■ What to work on ■
Pull out every line in the text below that contains the word "hair", and copy each one unchanged. Matching is case-sensitive.

■ Recorded data ■
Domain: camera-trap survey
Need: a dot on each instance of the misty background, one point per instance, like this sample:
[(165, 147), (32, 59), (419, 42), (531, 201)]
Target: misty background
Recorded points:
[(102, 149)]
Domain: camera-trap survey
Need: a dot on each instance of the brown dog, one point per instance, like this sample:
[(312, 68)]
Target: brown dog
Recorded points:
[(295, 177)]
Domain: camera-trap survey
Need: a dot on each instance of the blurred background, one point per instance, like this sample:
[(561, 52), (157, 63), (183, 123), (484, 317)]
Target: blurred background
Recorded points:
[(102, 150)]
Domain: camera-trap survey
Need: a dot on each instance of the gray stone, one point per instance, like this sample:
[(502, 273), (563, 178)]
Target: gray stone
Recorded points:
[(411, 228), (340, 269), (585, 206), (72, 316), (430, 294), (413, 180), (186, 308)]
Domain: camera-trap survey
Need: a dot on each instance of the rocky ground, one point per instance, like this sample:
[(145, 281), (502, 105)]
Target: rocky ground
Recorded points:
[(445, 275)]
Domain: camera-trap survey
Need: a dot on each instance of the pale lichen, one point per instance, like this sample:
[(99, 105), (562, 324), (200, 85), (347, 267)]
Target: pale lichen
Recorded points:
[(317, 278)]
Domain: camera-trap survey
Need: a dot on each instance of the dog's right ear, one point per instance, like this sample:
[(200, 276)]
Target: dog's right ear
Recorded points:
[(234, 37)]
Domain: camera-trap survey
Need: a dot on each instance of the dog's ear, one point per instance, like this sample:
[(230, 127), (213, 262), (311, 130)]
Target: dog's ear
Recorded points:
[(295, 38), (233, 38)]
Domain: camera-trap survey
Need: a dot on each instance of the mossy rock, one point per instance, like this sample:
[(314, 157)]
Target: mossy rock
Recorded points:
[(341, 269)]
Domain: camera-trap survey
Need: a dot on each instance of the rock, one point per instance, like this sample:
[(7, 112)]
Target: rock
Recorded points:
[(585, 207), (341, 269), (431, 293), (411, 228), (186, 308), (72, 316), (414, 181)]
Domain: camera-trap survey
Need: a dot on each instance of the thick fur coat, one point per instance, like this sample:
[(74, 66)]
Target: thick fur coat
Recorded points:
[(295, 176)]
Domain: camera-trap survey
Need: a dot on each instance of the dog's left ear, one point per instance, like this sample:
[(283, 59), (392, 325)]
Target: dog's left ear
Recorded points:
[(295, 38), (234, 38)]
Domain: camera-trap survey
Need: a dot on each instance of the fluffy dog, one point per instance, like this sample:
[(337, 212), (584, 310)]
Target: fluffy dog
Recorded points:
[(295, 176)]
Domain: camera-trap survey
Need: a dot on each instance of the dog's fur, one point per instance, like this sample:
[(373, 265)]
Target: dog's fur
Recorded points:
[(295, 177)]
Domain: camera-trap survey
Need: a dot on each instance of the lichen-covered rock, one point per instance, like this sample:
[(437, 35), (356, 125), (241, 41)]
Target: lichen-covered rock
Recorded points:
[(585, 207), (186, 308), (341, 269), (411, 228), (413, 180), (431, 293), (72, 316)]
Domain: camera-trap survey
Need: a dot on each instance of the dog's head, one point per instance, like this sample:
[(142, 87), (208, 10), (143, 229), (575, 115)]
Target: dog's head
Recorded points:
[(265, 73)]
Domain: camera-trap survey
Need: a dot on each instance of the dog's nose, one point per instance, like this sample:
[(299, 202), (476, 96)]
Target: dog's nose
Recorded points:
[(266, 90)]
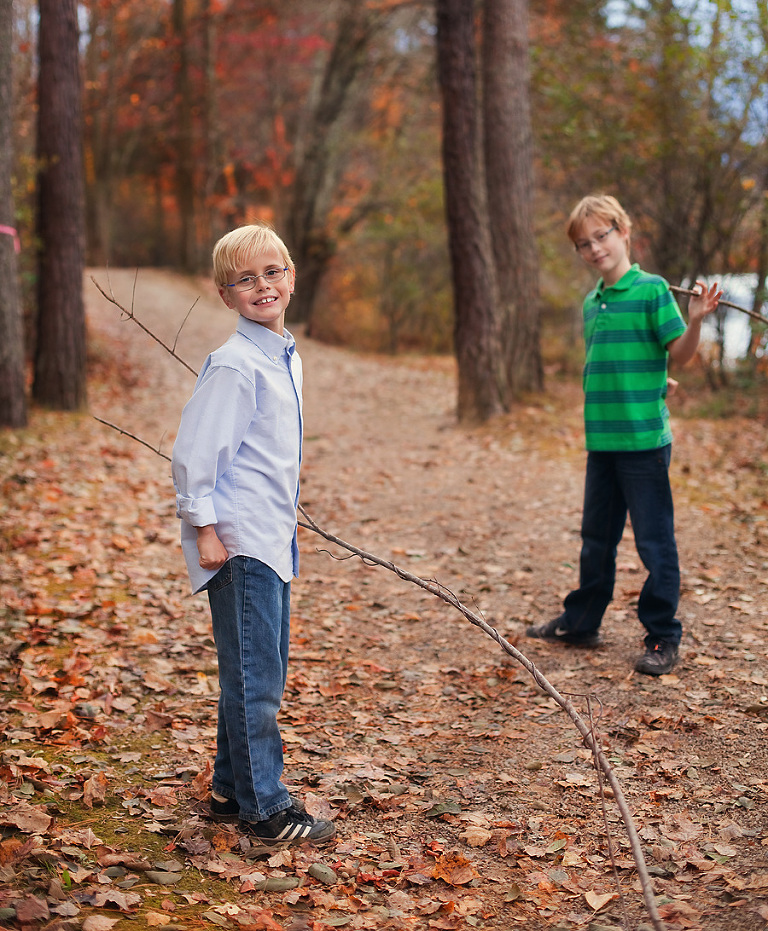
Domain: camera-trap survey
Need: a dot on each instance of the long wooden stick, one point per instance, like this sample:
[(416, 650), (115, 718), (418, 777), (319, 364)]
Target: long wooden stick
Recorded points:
[(587, 732), (744, 310)]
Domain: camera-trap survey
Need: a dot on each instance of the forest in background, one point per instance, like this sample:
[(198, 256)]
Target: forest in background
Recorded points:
[(325, 120)]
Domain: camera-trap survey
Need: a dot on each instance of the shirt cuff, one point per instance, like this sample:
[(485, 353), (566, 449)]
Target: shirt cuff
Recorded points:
[(199, 512)]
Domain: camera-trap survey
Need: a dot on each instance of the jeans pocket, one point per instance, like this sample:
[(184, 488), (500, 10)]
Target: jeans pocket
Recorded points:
[(222, 578)]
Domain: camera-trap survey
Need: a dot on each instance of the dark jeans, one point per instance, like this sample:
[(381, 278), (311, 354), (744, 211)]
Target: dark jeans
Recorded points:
[(638, 483), (250, 610)]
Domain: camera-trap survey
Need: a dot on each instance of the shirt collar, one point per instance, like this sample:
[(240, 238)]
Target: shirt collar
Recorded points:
[(626, 281), (267, 340)]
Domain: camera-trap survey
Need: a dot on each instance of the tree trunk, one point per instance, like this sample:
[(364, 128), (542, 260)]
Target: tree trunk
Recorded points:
[(13, 404), (185, 181), (508, 150), (60, 375), (319, 161), (476, 325)]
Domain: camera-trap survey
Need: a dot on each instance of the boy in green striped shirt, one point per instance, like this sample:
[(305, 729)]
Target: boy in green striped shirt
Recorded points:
[(632, 325)]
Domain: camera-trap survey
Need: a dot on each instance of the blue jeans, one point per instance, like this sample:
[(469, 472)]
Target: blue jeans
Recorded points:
[(618, 483), (250, 611)]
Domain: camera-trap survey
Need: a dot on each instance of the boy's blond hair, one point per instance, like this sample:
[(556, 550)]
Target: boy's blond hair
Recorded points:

■ Written answer ■
Need: a dot on each instance of the boy's blond hair, one point per instance, like this sample:
Target: boy's blond hair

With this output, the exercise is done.